▶ **MATERIAL SHOWN**

[Start of Attachment]

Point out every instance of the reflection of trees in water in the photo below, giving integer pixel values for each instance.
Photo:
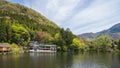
(64, 60)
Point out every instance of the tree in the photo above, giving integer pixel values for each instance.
(78, 44)
(20, 35)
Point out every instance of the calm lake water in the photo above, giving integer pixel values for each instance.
(60, 60)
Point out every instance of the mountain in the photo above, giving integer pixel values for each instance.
(13, 8)
(114, 32)
(20, 25)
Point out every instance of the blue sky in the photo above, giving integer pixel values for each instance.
(80, 16)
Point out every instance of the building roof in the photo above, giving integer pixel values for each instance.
(4, 45)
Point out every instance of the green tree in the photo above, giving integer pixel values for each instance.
(102, 43)
(20, 35)
(78, 44)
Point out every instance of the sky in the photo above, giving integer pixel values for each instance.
(81, 16)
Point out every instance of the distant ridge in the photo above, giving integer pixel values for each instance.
(114, 32)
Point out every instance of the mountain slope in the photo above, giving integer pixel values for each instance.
(114, 32)
(20, 25)
(13, 8)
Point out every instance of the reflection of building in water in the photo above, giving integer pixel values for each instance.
(4, 48)
(35, 47)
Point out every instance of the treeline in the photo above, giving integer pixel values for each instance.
(21, 29)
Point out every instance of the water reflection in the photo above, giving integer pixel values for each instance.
(60, 60)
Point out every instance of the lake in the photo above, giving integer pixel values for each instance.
(60, 60)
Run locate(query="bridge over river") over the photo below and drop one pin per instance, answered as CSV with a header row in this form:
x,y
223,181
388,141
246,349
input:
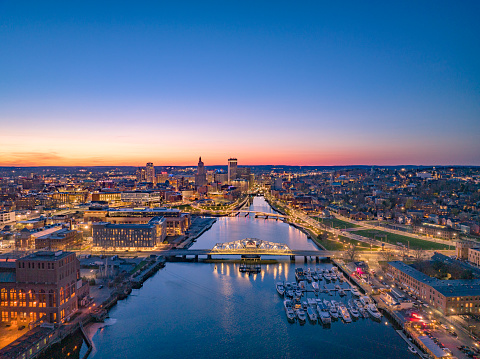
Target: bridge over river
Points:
x,y
249,248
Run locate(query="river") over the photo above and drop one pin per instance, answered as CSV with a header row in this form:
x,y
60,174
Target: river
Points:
x,y
209,310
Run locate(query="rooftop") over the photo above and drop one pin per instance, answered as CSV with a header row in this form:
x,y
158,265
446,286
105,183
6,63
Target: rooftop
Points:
x,y
47,256
448,288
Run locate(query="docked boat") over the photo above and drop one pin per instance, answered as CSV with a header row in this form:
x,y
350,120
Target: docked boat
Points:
x,y
301,315
373,311
358,304
344,313
412,349
323,313
363,312
365,300
311,314
287,305
280,288
355,292
299,274
333,312
354,312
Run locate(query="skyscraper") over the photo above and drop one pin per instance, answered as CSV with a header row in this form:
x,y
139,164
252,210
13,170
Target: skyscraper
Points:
x,y
201,176
232,169
150,173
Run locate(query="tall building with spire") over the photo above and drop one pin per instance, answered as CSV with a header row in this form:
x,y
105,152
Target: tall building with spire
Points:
x,y
150,173
201,176
232,169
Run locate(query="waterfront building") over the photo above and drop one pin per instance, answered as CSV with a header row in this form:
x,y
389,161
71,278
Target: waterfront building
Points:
x,y
58,240
232,169
7,217
435,230
107,197
70,197
176,221
141,197
129,236
201,176
42,286
451,297
150,173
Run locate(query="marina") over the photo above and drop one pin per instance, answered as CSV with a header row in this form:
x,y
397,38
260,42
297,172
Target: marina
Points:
x,y
245,314
304,295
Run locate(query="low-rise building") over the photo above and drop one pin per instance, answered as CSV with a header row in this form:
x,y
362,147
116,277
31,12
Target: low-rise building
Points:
x,y
42,286
128,235
451,297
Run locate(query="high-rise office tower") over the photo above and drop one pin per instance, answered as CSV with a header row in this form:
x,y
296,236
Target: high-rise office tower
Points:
x,y
201,176
232,169
150,173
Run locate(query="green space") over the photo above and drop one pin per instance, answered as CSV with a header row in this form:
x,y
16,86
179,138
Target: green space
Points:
x,y
361,245
393,238
336,223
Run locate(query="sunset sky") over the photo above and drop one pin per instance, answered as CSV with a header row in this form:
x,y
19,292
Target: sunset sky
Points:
x,y
316,83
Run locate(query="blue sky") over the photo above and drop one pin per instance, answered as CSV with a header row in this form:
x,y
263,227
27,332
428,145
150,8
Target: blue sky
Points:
x,y
270,82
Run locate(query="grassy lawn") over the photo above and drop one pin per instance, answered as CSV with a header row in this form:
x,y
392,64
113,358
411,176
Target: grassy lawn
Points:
x,y
361,245
337,223
394,238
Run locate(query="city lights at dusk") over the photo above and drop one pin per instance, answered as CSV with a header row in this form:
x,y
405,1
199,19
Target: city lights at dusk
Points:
x,y
239,179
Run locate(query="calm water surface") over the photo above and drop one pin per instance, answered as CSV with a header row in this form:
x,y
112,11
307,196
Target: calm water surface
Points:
x,y
210,310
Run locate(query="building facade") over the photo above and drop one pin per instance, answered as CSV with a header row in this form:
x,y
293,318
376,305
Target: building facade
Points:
x,y
177,222
451,297
130,236
232,169
43,286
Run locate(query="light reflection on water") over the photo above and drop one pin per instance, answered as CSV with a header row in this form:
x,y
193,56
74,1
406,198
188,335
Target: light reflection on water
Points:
x,y
212,310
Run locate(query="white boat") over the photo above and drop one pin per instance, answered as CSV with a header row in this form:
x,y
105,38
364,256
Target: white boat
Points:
x,y
311,314
301,315
365,300
344,313
323,313
280,288
301,284
355,292
373,311
354,312
333,311
287,304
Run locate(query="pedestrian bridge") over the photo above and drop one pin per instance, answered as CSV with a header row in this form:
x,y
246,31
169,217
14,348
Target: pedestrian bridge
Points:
x,y
251,246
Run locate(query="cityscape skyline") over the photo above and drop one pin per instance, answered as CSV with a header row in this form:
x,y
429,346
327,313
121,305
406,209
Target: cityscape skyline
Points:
x,y
295,85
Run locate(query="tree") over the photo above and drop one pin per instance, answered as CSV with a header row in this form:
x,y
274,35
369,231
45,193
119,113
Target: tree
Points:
x,y
351,253
387,254
419,254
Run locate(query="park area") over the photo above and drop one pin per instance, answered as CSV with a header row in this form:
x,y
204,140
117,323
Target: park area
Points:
x,y
336,223
413,243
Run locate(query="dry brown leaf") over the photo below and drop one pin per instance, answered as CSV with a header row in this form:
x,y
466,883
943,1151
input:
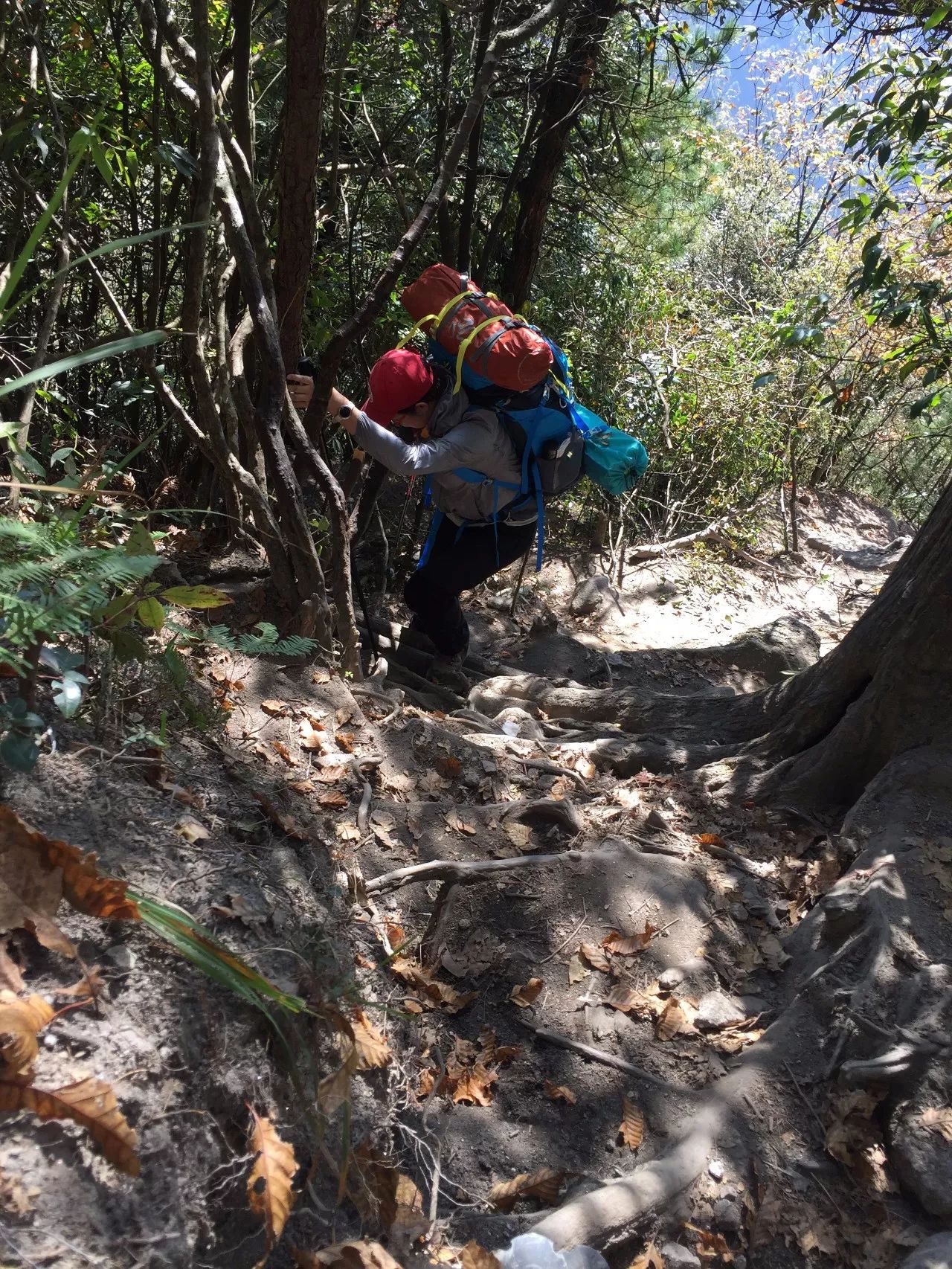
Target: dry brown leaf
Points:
x,y
192,830
37,872
19,1023
282,751
10,975
372,1050
628,945
311,738
347,1256
560,1093
269,1193
475,1085
544,1184
649,1259
461,823
448,767
82,884
711,1247
519,834
632,1126
286,823
596,957
474,1256
89,1103
672,1021
89,988
939,1119
334,1089
524,997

[End of Attachment]

▶ **DESCRIPTION OF THE TASK**
Within the listing, how many lines hold "space"? Write only that number.

▶ **SOLUTION FOR THIS EXERCISE**
2